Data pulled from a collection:

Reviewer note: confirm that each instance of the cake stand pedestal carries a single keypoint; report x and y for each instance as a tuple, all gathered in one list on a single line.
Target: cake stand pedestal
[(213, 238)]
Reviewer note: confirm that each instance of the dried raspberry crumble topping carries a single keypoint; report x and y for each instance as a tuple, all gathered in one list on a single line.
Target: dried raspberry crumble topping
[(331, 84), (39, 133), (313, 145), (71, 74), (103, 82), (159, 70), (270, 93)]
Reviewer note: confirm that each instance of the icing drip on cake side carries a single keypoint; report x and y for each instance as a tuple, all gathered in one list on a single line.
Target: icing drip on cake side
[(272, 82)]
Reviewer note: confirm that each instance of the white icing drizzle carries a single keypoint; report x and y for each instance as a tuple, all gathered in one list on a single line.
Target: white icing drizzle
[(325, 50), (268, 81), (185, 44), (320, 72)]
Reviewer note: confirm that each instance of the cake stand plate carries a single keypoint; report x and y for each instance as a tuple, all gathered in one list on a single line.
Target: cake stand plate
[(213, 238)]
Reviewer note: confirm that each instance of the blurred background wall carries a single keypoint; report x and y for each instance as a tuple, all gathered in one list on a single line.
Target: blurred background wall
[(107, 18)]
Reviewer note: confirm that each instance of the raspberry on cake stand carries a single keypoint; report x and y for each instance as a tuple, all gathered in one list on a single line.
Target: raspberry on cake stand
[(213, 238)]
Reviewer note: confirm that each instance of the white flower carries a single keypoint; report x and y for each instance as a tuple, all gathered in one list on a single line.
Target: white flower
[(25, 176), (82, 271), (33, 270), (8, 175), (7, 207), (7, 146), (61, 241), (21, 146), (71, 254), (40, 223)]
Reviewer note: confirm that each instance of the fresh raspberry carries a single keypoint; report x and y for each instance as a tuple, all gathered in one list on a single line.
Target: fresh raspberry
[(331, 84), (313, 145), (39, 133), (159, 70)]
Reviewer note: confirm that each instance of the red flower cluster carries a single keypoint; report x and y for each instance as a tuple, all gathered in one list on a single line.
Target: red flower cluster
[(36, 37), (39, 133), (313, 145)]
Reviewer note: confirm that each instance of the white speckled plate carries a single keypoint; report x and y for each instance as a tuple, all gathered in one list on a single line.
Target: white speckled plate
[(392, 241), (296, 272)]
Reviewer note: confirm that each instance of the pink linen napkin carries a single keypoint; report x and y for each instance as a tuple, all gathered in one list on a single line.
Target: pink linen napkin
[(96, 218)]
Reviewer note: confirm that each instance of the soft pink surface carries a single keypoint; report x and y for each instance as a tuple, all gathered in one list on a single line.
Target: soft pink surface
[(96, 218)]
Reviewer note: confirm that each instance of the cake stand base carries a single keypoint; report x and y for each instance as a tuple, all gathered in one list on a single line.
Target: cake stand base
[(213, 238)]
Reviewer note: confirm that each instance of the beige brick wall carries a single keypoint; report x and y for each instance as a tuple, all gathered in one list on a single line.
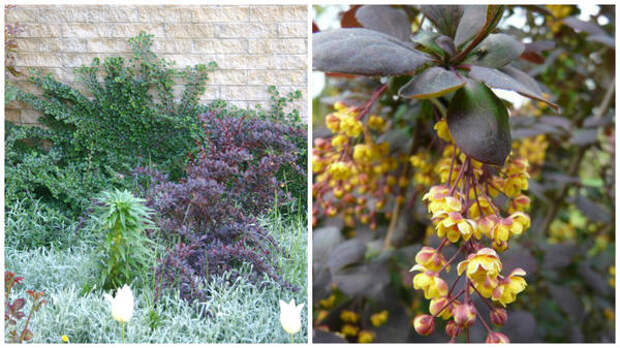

- **Exercise requirements**: Output every line of the items above as a JSON list of strings, one string per line, skipping blank lines. Leave the pictures out of the answer.

- **Solution for this problem**:
[
  "Reviewer note: confirm that each instance of the cake stand pedestal carries a single keypoint; report x and y for each instance as a tuple, all gathered in one list on a single line.",
  "Target: cake stand pedestal",
  "[(213, 238)]",
  "Reviewer note: confirm that each instance of the dried raspberry crumble topping carries a single keypoint; report x and y for each instance as a tuple, all gathered in one list on a single line.",
  "Target: dried raspberry crumble topping",
  "[(331, 84), (39, 133), (313, 145), (71, 74), (103, 82), (159, 70), (270, 93)]",
  "Reviewer note: confirm that each instance of the icing drip on cake side carries a single keypoint; report x and y for each instance as a tuple, all gathered in one list on a single line.",
  "Target: icing drip on cake side",
  "[(272, 82)]",
  "Reviewer note: confirm that each instance of the white icing drizzle carries a single keypoint; report x and y for each instance as a tuple, all gathered in one list on a single line.",
  "Target: white icing drizzle",
  "[(325, 50), (268, 81), (185, 44), (320, 72)]",
  "Reviewer note: confirm that each instance of the cake stand plate carries a single keypoint; report x and y for each instance as a tuple, all gathered in one list on a single line.",
  "Target: cake stand plate",
  "[(213, 238)]",
  "Reviewer note: confirm that each instance of the blurred background wall carries a single keypoint; report x and y for each instance as a tuple, all gathered in one list on a single line.",
  "Target: blurred background wall",
  "[(107, 18)]",
  "Reviewer note: confirm that each instance of the raspberry on cake stand carries a single keypoint; report x and y for each instance as a tuple, all gathered in one list on a single line.",
  "Target: raspberry on cake stand",
  "[(213, 238)]",
  "Reviewer note: confirm that each instance of the white flower carries a single keypoint; report x and y for each instance as a tuple, all gathered in one list on a single line.",
  "Target: white flower",
  "[(25, 176), (82, 271), (33, 270), (8, 175), (7, 207), (7, 146), (61, 241), (21, 146), (71, 254), (40, 223)]",
  "Reviewer note: confirm that each instance of the fresh raspberry carries a single keypoint; report x and y for each instance as a tuple, all gathered in one list on a single line.",
  "Target: fresh raspberry",
  "[(331, 84), (313, 145), (39, 133), (159, 70)]",
  "Reviewer note: confirm that each instance of the red flower cluster carries a single keypoint; report x and y for each instance as a tuple, all gathered in one list on a single line.",
  "Target: red flower cluster",
  "[(36, 37), (39, 133), (313, 145)]",
  "Reviewer note: confirm that each instance of the white speckled plate carries a single keypoint; report x and y for each instance as a tuple, all gathered in one list on a single line.",
  "Target: white speckled plate",
  "[(392, 241), (296, 272)]",
  "Reviewer note: confirm that each instance of the pink linen napkin carries a single keypoint; report x and y for each instance as a tuple, all gathered in one list on a single line.",
  "Target: pink linen napkin",
  "[(96, 218)]",
  "Reviewer note: confirm that each instance of the soft pink surface carries a single keypoint; report x and y for each instance as a tuple, all gathered in one list on a single line.",
  "Target: soft pink surface",
  "[(96, 218)]",
  "Reviewer note: confirm that each instance of the cake stand base carries a single keypoint; report x and y for each instance as a tuple, all gathered in one list on a single line.",
  "Target: cake stand base",
  "[(213, 238)]",
  "Reviewer note: confirm that each instance of the beige brick wall carries a single keypoint; report x and y for each instance as a tuple, all gathered in one list on a single line."
]